# [Position identification records]
___

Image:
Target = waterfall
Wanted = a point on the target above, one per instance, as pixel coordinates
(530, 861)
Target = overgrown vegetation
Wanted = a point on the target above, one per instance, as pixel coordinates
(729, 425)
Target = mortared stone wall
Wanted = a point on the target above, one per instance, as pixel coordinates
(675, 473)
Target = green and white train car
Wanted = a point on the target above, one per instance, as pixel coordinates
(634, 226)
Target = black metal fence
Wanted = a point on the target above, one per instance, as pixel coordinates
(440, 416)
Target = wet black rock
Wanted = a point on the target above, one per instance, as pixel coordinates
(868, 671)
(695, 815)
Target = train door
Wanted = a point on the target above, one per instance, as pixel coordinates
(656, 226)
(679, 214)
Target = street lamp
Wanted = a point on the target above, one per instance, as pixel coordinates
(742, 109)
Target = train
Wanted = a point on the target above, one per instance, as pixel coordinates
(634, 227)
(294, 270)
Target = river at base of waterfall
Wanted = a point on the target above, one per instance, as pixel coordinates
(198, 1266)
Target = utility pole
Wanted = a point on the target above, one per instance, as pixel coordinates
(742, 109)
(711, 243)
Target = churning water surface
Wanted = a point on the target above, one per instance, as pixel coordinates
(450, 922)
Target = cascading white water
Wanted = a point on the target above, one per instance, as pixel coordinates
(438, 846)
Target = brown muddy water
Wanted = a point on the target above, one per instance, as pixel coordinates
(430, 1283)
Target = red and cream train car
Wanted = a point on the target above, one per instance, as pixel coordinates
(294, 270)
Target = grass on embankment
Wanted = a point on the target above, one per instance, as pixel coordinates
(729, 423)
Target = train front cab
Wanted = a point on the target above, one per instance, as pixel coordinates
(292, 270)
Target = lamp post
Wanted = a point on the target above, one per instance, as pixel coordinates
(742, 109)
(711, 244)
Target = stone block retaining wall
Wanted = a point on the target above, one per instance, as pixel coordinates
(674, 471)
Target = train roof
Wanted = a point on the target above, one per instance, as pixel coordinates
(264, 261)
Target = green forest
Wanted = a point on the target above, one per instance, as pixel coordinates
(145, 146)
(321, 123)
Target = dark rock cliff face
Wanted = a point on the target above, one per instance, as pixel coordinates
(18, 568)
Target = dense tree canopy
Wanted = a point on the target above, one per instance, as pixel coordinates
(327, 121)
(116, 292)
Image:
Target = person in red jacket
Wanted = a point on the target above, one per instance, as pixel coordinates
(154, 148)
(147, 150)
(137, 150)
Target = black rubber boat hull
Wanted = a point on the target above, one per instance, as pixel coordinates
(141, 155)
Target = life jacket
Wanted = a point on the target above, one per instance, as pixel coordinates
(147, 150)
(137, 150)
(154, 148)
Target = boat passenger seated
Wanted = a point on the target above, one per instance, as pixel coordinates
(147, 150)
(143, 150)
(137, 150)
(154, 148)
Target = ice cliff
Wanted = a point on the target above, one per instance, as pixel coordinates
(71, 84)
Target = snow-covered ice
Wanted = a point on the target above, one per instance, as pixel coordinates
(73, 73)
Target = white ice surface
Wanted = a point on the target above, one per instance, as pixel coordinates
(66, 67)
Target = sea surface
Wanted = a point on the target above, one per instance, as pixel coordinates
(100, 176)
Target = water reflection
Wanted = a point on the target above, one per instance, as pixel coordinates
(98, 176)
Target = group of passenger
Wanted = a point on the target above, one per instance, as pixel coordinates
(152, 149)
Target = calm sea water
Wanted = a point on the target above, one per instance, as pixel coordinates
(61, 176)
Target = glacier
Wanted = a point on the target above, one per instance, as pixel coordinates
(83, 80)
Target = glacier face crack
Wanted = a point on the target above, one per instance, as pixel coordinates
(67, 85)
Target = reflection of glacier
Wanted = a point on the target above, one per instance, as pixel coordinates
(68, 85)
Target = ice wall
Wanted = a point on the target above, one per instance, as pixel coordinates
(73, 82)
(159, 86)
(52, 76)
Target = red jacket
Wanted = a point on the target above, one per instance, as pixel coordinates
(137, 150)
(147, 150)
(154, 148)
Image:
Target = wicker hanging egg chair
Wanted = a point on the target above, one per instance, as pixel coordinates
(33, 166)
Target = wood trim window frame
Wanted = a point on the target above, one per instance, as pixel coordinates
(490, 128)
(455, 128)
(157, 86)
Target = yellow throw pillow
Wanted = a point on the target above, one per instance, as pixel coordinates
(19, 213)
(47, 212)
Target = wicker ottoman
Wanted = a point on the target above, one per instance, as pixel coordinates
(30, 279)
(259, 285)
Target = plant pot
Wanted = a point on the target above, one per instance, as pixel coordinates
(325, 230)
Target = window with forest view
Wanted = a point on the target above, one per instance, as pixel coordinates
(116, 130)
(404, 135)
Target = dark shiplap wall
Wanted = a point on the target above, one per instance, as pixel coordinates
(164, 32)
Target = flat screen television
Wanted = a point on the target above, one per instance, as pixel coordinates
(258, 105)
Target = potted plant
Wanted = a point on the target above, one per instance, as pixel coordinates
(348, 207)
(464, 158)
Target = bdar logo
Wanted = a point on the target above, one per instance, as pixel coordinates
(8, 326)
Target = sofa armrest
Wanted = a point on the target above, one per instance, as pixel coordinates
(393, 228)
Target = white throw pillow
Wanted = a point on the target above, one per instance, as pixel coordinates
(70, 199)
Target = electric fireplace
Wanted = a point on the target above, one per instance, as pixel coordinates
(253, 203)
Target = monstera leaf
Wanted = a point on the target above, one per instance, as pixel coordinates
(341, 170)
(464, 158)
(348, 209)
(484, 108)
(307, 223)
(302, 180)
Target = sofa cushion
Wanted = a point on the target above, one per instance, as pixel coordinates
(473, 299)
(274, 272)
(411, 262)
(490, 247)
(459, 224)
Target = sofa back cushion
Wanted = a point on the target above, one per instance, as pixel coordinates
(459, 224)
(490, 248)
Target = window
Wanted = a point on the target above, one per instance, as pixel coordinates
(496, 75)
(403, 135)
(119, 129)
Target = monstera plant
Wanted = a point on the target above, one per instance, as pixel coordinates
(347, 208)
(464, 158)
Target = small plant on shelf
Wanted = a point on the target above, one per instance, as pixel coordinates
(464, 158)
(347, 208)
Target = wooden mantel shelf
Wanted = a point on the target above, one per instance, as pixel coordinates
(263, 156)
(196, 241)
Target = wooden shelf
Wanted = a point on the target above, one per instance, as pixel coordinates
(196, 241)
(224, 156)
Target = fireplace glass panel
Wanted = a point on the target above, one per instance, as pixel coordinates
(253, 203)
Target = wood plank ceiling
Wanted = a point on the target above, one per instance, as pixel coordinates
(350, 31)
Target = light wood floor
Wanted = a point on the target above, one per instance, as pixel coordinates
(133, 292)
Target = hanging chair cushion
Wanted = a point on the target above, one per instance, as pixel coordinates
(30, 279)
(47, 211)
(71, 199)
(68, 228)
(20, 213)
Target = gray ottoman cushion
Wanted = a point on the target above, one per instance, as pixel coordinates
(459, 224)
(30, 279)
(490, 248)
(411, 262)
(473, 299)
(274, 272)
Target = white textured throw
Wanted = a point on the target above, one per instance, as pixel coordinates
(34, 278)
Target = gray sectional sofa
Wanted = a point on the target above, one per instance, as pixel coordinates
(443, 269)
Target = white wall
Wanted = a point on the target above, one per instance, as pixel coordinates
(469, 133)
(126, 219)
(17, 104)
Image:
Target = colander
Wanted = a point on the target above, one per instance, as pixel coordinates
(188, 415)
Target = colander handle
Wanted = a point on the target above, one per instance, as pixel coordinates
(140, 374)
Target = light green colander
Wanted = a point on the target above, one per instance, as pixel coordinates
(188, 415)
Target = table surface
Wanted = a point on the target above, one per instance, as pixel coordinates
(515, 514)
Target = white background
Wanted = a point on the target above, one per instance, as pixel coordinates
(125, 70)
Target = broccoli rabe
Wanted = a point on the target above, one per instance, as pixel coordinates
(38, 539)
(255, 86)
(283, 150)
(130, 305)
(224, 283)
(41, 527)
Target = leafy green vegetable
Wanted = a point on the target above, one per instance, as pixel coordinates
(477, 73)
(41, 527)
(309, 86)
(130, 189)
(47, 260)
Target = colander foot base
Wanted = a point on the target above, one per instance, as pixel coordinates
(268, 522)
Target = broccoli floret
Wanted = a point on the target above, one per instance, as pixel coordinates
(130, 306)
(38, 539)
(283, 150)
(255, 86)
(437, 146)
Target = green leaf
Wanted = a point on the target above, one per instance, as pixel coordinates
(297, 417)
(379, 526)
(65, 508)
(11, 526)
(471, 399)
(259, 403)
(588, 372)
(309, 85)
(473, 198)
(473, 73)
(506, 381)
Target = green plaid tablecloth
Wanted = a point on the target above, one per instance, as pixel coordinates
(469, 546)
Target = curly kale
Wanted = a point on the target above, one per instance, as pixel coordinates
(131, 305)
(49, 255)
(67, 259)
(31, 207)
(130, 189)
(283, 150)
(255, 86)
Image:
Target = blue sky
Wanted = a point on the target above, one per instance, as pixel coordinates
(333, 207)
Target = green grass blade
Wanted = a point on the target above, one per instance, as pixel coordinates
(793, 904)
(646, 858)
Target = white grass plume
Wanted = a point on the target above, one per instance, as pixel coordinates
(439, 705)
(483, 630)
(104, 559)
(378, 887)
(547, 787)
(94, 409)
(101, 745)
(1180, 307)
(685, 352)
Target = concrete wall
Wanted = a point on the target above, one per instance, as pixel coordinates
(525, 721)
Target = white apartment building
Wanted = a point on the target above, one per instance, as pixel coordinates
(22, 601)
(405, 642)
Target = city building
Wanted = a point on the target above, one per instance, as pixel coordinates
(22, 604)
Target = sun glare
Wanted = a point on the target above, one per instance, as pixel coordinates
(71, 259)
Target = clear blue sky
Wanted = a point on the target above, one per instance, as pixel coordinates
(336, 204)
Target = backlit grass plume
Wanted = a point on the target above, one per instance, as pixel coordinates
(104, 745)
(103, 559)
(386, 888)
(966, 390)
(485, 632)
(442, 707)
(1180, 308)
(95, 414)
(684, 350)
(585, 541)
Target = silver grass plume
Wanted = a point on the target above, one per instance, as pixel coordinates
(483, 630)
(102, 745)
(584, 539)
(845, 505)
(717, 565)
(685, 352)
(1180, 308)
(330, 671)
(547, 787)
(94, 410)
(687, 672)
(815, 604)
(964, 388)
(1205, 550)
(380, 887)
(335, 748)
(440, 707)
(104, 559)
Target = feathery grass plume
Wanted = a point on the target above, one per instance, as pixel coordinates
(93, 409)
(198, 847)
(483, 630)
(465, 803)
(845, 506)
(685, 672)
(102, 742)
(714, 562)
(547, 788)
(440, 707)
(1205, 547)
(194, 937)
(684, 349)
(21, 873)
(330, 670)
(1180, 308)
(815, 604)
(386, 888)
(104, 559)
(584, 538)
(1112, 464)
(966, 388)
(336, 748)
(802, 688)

___

# [YOUR INSTRUCTIONS]
Put the lines of the records, from the first line through the line containing "(198, 1266)", into a JSON list of strings with one string per line, omitting any blank lines.

# [SOLVED PROBLEM]
[
  "Image:",
  "Target = waterfall",
  "Wanted = a point on the target above, one per instance, as pixel coordinates",
  "(530, 861)",
  "Target = overgrown vegetation",
  "Wanted = a point on the target above, one per instance, as pixel coordinates",
  "(729, 425)",
  "Target = mortared stone wall",
  "Wanted = a point on the target above, one per instance, as pixel coordinates",
  "(675, 473)",
  "Target = green and white train car",
  "Wanted = a point on the target above, one per instance, as pixel coordinates",
  "(634, 226)",
  "Target = black metal fence",
  "Wanted = a point on the target above, one per instance, as pixel coordinates",
  "(440, 416)",
  "Target = wet black rock",
  "Wanted = a point on the target above, one per instance, as pixel coordinates",
  "(868, 671)",
  "(695, 815)",
  "Target = train door",
  "Wanted = a point on the target above, one per instance, as pixel coordinates",
  "(656, 226)",
  "(679, 214)",
  "Target = street lamp",
  "Wanted = a point on the target above, one per instance, as pixel coordinates",
  "(742, 109)",
  "Target = train",
  "Wanted = a point on the target above, one per instance, as pixel coordinates",
  "(634, 227)",
  "(294, 270)",
  "Target = river at base of waterfall",
  "Wanted = a point on the target above, one per instance, as pixel coordinates",
  "(198, 1266)"
]